Следует разбор грамматики остановившего его внимание предложения. Первая фраза — императив: умри тоска — адресован самой тоске. Тоске велят умереть. Следующая фраза адресована читателю. «Впервые увидев эту рекламу, - размышляет Флэтли, - я подумал: может быть, лучше было написать: Убей тоску, читай “МК”? Почему же возник этот грамматический перепад? На мой взгляд, здесь заключена маленькая драма власти и авторитета. “МК” позаботится о вашей тоске как некий высший авторитет. Вам не придется самому это делать, за вас это сделают другие. Но только если будете читать “МК”. Таковы условия обмена. Вторая фраза — читай “МК” — как бы вторичное осмысление главной драмы рекламы. …Это объявление заимствует форму старой советской рекламы, основываясь на том, что советская структура чувствования жива у российского потребителя. Ему предлагают не выбор, ему предлагают стать свидетелем, частью коллектива, наблюдающего спектакль власти. Знаковая система подтверждает вечность социалистической абстракции. Она заставляет вас хорошо себя чувствовать не благодаря эмоциональному удовольствию от индивидуального выбора. Она действует смесью страха, благоговения и гордости. Точно таким способом действовала эта газета в советские времена, обращаясь к вам как к будущему члену партии, верящему в истины советского социализма. Возможно, однако, и другое прочтение. Вероятно, призыв “читай “МК” также обращен к самой тоске. Тогда никакого грамматического перепада нет. Тогда читатель наблюдает драму, заключающуюся в том, что “МК” велит тоске умереть и читать “МК”, как будто бы она умирает, читая “МК”. Тоска оказывается не имеющей к нам отношения. Но в то же время именно мы читаем рекламу и это нас побуждают идентифицироваться с персонифицированной тоской. Значит, нам повелевают умереть и в то же время читать газету. 

В чем же тогда привлекательный момент этой рекламы? Мне кажется, он тогда заключается в том же, в чем его усматривал Кириллов из “Бесов” Достоевского, который считал, то, убив себя, он отдалится от себя самого и всего человечества. Но этого не получилось. Ибо он спутал идею самоубийства и само самоубийство. Воображение собственной смерти очень значимая вещь. Это опыт, о котором Руссо сказал: “Я начал жить, лишь когда посмотрел на себя как на мертвеца”. Только абстрагируясь от самого себя, оплакивая себя, можно воспринимать себя как некогда жившего человека. Для Беньямина этот взгляд на себя с позиции эпитафии воплотился в форме дневника, которую он избрал для своих московских записок.

### Задание и требования
Перескажите в виде списка абзац отрывка выше, который начинается словами «В чем же тогда привлекательный момент», и сохраните его главные факты.

### Перечень записей

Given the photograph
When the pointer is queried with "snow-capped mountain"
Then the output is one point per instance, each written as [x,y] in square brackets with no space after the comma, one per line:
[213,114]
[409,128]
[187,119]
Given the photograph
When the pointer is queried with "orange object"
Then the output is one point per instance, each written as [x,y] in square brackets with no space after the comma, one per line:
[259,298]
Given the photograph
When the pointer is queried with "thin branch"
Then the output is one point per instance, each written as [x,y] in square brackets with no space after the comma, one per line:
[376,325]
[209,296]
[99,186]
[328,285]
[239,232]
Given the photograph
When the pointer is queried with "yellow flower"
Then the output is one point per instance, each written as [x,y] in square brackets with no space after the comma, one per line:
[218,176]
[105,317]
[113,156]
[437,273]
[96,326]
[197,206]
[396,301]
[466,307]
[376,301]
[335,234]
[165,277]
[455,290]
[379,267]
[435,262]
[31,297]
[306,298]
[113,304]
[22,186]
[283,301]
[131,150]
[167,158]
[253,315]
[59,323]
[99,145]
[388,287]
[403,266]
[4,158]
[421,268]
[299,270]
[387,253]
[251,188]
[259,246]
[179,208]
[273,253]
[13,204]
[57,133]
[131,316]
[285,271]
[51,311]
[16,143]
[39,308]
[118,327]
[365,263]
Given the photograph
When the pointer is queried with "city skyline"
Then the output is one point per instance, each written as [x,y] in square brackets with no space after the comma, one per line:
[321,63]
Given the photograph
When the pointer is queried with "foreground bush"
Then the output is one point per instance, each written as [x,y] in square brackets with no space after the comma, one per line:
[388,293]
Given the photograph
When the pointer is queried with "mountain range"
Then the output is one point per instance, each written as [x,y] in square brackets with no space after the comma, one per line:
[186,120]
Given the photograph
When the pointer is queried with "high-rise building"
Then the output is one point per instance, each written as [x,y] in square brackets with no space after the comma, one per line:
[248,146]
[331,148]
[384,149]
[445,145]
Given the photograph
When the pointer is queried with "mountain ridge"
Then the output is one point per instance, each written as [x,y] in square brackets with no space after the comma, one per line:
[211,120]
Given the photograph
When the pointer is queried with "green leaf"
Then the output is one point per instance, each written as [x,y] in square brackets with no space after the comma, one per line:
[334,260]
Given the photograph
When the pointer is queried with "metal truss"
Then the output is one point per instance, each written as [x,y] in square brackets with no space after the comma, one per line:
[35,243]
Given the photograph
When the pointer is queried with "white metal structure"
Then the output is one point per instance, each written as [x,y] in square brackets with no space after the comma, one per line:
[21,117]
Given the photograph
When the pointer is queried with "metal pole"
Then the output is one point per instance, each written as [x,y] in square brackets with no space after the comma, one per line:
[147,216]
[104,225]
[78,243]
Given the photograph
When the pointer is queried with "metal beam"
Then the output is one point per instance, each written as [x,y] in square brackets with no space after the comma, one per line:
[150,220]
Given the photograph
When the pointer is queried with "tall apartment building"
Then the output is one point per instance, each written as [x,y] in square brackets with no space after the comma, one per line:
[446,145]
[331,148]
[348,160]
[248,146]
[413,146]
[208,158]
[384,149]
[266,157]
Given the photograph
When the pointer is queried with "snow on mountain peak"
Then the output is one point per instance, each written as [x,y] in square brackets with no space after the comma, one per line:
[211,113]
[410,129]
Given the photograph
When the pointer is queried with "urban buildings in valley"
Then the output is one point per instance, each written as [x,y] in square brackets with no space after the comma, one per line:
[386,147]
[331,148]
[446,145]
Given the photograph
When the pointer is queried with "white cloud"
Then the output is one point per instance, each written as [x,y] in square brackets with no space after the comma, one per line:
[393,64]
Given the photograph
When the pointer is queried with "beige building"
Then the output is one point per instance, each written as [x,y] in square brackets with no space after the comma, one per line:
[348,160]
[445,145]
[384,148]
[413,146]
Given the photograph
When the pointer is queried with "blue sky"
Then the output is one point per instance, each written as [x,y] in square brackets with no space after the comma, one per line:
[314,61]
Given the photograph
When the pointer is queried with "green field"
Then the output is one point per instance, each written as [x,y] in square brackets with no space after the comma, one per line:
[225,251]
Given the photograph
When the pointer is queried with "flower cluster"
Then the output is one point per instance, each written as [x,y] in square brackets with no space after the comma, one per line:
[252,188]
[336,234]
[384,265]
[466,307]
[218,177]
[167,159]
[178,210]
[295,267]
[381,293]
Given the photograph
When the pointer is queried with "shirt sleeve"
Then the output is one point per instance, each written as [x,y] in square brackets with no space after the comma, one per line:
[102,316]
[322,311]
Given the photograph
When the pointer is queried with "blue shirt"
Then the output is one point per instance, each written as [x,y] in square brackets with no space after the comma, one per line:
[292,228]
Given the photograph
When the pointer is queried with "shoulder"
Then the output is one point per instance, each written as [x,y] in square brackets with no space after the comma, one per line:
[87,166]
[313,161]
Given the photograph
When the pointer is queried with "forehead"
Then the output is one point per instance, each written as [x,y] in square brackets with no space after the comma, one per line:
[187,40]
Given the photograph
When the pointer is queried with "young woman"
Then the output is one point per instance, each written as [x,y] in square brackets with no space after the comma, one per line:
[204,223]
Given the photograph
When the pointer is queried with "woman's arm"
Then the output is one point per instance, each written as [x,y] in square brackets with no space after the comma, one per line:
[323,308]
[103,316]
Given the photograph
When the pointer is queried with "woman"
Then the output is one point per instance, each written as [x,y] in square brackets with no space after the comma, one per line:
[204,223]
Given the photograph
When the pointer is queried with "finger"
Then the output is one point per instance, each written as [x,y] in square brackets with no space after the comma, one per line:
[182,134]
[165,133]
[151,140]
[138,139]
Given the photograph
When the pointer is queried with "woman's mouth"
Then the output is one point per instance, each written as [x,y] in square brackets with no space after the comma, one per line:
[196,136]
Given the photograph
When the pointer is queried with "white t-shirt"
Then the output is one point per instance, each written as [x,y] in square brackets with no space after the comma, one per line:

### Результат выполнения
- Привлекательный момент рекламы, по мнению автора, заключается в том же, в чем его видел Кириллов из «Бесов» Достоевского. Кириллов считал, что, убив себя, отдалится от себя самого и от всего человечества.
- У Кириллова этого не получилось, потому что он спутал идею самоубийства и само самоубийство.
- Воображение собственной смерти очень значимо. Об этом опыте Руссо сказал: «Я начал жить, лишь когда посмотрел на себя как на мертвеца».
- Воспринимать себя как некогда жившего человека можно, только абстрагируясь от самого себя и оплакивая себя.
- У Беньямина этот взгляд на себя с позиции эпитафии воплотился в форме дневника, которую он избрал для своих московских записок.